Task requirements -
Transcribe exactly, and only, the lines from the one containing "One point belongs on each instance of the fern" through the last line of the data.

(Dataset entries)
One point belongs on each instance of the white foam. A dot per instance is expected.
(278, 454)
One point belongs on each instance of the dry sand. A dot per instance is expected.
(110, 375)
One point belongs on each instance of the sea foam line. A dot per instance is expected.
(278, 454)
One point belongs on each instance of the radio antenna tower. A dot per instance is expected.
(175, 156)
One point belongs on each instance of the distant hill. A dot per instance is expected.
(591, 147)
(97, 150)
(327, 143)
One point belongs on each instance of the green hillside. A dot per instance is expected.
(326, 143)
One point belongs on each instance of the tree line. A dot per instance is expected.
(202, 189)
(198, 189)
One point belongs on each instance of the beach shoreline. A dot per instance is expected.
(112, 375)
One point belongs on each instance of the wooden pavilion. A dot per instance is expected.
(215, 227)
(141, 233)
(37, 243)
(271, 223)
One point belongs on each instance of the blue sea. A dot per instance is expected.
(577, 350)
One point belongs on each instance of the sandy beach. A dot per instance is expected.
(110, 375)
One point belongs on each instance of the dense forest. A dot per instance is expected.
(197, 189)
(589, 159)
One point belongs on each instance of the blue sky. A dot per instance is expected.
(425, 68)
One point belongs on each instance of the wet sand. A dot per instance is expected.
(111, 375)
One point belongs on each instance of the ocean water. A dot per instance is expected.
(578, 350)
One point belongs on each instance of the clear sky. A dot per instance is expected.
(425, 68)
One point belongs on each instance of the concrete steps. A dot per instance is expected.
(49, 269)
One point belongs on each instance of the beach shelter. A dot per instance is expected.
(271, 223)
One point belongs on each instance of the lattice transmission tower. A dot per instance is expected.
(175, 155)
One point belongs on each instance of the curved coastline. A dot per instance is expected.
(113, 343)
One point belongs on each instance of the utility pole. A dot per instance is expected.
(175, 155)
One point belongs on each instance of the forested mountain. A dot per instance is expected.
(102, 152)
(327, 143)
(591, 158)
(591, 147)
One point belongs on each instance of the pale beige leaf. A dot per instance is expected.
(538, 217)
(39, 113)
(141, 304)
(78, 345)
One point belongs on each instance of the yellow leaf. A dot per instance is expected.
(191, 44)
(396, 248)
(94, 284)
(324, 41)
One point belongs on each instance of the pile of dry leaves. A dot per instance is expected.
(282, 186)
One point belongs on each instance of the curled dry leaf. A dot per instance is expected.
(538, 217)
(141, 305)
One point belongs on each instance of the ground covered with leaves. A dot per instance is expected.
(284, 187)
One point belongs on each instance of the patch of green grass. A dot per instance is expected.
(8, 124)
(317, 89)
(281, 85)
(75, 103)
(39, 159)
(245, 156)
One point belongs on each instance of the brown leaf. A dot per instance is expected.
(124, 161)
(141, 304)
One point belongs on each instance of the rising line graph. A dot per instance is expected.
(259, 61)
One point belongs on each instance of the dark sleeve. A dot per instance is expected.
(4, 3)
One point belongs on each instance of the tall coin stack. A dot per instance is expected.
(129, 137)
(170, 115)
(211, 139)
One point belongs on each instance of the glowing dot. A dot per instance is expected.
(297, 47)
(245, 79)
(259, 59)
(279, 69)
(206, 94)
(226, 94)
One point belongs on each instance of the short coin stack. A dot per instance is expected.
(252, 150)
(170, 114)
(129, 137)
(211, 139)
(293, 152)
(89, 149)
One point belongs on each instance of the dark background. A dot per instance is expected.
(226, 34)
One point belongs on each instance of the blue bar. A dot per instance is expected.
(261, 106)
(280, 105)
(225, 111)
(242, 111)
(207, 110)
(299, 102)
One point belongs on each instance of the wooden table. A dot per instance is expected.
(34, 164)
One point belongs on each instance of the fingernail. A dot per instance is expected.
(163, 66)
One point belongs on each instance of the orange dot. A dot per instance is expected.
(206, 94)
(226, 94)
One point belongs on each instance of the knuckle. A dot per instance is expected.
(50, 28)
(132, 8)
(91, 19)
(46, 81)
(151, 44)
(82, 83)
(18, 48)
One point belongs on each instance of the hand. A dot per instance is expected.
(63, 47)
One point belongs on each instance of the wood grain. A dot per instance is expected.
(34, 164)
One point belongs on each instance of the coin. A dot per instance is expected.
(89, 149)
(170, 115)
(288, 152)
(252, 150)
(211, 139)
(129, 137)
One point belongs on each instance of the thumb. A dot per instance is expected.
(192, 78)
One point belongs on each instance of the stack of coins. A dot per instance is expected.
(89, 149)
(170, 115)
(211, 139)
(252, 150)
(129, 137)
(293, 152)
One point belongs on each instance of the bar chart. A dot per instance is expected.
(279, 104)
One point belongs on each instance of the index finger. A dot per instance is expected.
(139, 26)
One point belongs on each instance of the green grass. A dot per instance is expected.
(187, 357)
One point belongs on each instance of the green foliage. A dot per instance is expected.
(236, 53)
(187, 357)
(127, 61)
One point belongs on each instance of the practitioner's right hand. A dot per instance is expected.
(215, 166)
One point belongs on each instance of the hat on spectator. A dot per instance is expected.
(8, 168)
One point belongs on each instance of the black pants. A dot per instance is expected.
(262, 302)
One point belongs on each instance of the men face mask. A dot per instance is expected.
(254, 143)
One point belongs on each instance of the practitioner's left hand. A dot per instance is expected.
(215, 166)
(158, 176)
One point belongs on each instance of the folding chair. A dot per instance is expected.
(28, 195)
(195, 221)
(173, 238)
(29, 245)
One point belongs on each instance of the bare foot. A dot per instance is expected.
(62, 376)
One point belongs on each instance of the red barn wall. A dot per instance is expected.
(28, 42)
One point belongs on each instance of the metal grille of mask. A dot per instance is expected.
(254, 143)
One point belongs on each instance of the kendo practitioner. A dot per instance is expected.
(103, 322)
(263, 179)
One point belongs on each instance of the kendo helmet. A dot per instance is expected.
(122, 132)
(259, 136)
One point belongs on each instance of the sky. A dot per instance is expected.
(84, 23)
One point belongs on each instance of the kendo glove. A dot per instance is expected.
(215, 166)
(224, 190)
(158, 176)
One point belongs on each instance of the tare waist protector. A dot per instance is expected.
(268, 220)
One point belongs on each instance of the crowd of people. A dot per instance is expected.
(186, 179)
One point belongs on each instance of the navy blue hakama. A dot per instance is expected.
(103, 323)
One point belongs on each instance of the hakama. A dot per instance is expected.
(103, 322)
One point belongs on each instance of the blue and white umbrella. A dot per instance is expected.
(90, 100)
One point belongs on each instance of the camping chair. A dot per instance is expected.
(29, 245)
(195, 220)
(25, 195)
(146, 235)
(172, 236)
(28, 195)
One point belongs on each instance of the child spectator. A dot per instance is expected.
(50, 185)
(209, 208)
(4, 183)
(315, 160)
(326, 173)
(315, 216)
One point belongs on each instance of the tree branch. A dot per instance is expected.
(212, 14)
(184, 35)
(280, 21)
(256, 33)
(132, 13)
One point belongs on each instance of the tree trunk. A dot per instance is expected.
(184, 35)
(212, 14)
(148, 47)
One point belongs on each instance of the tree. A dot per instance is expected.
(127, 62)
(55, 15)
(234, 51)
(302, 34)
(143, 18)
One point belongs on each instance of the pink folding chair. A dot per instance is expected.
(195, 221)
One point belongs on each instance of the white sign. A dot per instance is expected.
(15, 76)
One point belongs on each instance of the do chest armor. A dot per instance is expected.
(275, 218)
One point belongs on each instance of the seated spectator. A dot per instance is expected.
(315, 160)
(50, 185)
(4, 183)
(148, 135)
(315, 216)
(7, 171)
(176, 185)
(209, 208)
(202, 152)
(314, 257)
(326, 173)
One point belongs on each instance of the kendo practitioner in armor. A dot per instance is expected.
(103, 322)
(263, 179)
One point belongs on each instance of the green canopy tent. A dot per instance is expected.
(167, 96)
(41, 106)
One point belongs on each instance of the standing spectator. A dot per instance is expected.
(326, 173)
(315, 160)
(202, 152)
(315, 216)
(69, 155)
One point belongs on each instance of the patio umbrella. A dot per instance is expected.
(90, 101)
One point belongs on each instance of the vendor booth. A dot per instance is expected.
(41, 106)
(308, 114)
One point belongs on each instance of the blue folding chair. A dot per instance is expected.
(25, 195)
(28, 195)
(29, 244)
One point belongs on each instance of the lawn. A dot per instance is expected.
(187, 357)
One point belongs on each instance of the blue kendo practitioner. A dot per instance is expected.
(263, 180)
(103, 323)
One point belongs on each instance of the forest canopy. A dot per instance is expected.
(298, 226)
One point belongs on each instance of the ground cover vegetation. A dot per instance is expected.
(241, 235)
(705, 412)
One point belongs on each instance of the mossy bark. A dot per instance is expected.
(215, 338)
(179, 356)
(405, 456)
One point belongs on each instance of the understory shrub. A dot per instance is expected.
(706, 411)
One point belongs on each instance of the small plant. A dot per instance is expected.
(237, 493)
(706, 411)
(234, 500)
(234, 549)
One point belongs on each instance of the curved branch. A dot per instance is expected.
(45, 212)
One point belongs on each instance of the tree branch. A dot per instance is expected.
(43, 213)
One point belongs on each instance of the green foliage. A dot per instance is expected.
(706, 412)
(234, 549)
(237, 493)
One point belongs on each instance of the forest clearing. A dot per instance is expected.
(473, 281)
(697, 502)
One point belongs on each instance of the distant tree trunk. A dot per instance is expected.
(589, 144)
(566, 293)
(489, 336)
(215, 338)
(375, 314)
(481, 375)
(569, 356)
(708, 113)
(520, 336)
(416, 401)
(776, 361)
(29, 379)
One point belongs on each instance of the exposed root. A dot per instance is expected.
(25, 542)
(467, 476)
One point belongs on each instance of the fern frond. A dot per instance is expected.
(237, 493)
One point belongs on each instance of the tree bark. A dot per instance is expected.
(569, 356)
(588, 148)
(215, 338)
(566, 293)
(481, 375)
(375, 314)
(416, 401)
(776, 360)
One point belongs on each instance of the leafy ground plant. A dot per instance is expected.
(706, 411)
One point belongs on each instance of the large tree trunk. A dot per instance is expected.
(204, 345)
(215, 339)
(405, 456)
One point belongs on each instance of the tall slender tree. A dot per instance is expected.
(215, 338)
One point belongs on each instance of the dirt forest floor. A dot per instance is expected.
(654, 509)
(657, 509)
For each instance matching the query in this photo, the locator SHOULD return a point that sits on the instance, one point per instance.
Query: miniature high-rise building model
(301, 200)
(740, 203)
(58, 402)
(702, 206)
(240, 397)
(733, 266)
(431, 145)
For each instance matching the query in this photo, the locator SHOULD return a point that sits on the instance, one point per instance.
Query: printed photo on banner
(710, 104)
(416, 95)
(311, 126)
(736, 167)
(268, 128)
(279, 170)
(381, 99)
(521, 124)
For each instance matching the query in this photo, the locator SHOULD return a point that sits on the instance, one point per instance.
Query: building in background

Exercise result -
One point belongs on each instance of the fern frond. A dot per instance is expected.
(237, 493)
One point belongs on each instance of the tree bark. A dot per instance is expected.
(569, 356)
(588, 148)
(215, 338)
(566, 293)
(481, 375)
(375, 314)
(416, 401)
(776, 360)
One point belongs on each instance of the leafy ground plant. A dot per instance is expected.
(706, 411)
One point belongs on each instance of the large tree trunk. A dot per instance is expected.
(204, 345)
(215, 339)
(405, 456)
One point belongs on each instance of the tall slender tree. A dot per instance is expected.
(215, 338)
One point belongs on each instance of the dirt forest floor. A dot per instance is expected.
(654, 509)
(657, 509)
For each instance matching the query in this photo, the locator SHOULD return a point that sits on the instance, one point per instance.
Query: miniature high-rise building model
(301, 200)
(740, 203)
(58, 402)
(702, 206)
(240, 397)
(733, 266)
(431, 145)
For each instance matching the query in this photo, the locator SHOULD return a point that sits on the instance, one point per instance.
Query: printed photo on banner
(710, 104)
(416, 95)
(311, 126)
(736, 167)
(268, 128)
(279, 170)
(381, 99)
(521, 124)
For each instance matching the query in this photo, the locator SHOULD return a point that sits on the instance, one point per instance.
Query: building in background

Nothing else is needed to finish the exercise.